__Challenge__
Copy all of the entries below word for word, changing nothing.

START

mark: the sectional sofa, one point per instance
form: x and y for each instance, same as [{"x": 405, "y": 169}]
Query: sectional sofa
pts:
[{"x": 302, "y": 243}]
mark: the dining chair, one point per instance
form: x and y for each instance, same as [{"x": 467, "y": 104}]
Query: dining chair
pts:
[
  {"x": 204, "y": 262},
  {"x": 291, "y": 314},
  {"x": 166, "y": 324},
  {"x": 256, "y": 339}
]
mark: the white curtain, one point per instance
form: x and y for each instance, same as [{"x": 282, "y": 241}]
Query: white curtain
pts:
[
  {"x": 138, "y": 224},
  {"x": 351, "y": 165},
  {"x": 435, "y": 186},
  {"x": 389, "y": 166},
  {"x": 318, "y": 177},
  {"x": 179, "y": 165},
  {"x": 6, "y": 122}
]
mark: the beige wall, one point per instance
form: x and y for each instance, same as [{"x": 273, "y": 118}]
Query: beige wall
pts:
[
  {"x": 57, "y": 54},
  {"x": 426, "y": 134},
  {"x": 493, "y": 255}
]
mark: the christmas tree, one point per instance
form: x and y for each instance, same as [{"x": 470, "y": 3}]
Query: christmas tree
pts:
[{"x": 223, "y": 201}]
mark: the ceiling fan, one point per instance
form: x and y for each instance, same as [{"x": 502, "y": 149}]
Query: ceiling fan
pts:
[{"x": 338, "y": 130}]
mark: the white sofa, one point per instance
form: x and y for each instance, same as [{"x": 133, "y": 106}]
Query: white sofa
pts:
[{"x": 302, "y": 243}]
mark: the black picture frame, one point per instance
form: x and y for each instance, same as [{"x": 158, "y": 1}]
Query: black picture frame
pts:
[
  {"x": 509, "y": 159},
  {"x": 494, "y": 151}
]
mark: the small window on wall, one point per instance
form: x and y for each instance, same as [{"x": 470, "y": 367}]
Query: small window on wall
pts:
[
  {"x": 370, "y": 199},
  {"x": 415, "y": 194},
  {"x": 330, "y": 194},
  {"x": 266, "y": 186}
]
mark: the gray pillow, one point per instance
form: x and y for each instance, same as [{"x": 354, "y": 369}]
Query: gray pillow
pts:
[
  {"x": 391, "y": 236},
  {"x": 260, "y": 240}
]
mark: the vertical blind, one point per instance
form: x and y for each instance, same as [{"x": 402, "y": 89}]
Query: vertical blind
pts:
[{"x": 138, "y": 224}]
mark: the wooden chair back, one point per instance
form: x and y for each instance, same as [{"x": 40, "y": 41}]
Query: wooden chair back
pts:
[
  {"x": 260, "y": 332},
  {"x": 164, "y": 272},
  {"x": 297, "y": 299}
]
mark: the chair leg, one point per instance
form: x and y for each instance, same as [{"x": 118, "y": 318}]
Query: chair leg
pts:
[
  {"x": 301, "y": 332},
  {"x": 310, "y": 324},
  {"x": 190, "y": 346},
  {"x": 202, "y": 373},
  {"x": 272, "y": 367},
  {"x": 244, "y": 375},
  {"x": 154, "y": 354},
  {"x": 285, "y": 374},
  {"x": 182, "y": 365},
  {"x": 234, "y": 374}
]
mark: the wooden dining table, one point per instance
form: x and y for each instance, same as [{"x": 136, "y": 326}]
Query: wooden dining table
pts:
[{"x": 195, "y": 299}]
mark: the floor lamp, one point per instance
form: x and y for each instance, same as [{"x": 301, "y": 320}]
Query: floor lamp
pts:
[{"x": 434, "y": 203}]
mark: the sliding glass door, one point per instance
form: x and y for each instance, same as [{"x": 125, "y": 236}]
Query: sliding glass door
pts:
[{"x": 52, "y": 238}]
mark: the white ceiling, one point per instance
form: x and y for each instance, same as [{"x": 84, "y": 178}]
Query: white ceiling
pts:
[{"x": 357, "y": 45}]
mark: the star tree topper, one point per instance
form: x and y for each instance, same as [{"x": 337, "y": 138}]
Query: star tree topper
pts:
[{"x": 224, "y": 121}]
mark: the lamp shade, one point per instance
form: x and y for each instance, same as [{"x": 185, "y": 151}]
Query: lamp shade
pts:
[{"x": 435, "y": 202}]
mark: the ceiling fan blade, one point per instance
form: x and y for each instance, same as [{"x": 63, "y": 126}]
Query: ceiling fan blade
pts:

END

__Solution to this problem__
mark: the sectional sofa, one point per instance
form: x and y for each instance, same as [{"x": 405, "y": 169}]
Query: sectional sofa
pts:
[{"x": 302, "y": 243}]
mark: the dining chair, one point per instance
form: x and y for each instance, same as [{"x": 467, "y": 104}]
Query: dining chair
pts:
[
  {"x": 204, "y": 262},
  {"x": 291, "y": 314},
  {"x": 166, "y": 324},
  {"x": 256, "y": 339}
]
mark: the white curtain, one point per instance
form: x and y for each instance, same as [{"x": 282, "y": 241}]
Query: white curtain
pts:
[
  {"x": 138, "y": 224},
  {"x": 351, "y": 165},
  {"x": 435, "y": 186},
  {"x": 389, "y": 166},
  {"x": 318, "y": 177},
  {"x": 179, "y": 165},
  {"x": 6, "y": 122}
]
mark: the beige wall, one point per instance
form: x and y for each instance, same as [{"x": 273, "y": 118}]
Query: beige wall
pts:
[
  {"x": 57, "y": 54},
  {"x": 426, "y": 134},
  {"x": 493, "y": 255}
]
mark: the christmas tree, one point per instance
form: x and y for each instance, same as [{"x": 470, "y": 3}]
Query: christmas tree
pts:
[{"x": 223, "y": 201}]
mark: the ceiling fan, one point per instance
form: x and y for each instance, same as [{"x": 502, "y": 149}]
Query: ceiling fan
pts:
[{"x": 338, "y": 130}]
mark: the white sofa, one point per instance
form: x and y for each instance, same as [{"x": 133, "y": 106}]
Query: white sofa
pts:
[{"x": 302, "y": 243}]
mark: the black picture frame, one point per instance
form: x and y for each instance, same as [{"x": 158, "y": 1}]
Query: black picture frame
pts:
[
  {"x": 509, "y": 159},
  {"x": 494, "y": 151}
]
mark: the small window on wall, one point per instance
form: x and y for each instance, same as [{"x": 470, "y": 367}]
Query: small window on wall
pts:
[
  {"x": 370, "y": 199},
  {"x": 415, "y": 194},
  {"x": 330, "y": 194},
  {"x": 266, "y": 186}
]
mark: the gray pillow, one point per instance
form: x and y for each instance, same as [{"x": 354, "y": 369}]
Query: gray pillow
pts:
[
  {"x": 391, "y": 236},
  {"x": 260, "y": 240}
]
mark: the vertical blind, one point per instance
form: x and y for each instance, same as [{"x": 402, "y": 89}]
Query: vertical blind
pts:
[{"x": 138, "y": 224}]
mark: the wooden chair back, one point per instance
form: x and y for each instance, same as [{"x": 40, "y": 41}]
Query: wooden chair back
pts:
[
  {"x": 260, "y": 332},
  {"x": 164, "y": 272},
  {"x": 297, "y": 299}
]
mark: the chair leg, one point per instance
form: x and y for each instance, same as [{"x": 118, "y": 318}]
Query: chair leg
pts:
[
  {"x": 301, "y": 332},
  {"x": 310, "y": 324},
  {"x": 190, "y": 346},
  {"x": 202, "y": 373},
  {"x": 272, "y": 367},
  {"x": 244, "y": 375},
  {"x": 154, "y": 354},
  {"x": 285, "y": 374},
  {"x": 182, "y": 365},
  {"x": 234, "y": 374}
]
mark: the wooden dining table, one point per instance
form: x and y for each instance, same as [{"x": 136, "y": 326}]
Query: wooden dining table
pts:
[{"x": 195, "y": 299}]
mark: the floor lamp, one point per instance
form: x and y for each instance, same as [{"x": 301, "y": 320}]
Query: floor lamp
pts:
[{"x": 434, "y": 203}]
mark: the sliding glass door, one point per instance
form: x and y for each instance, same as [{"x": 125, "y": 236}]
Query: sliding glass door
pts:
[{"x": 52, "y": 238}]
mark: the white ceiling, one point per instance
form: x and y for each instance, same as [{"x": 84, "y": 178}]
Query: white ceiling
pts:
[{"x": 357, "y": 45}]
mark: the star tree topper, one point per instance
form: x and y for each instance, same as [{"x": 337, "y": 138}]
Query: star tree topper
pts:
[{"x": 224, "y": 121}]
mark: the lamp shade, one point per instance
form: x and y for each instance, same as [{"x": 185, "y": 151}]
Query: lamp shade
pts:
[{"x": 435, "y": 202}]
mark: the ceiling fan blade, one point per instance
form: x and y for each instance, same as [{"x": 63, "y": 126}]
Query: ceiling fan blade
pts:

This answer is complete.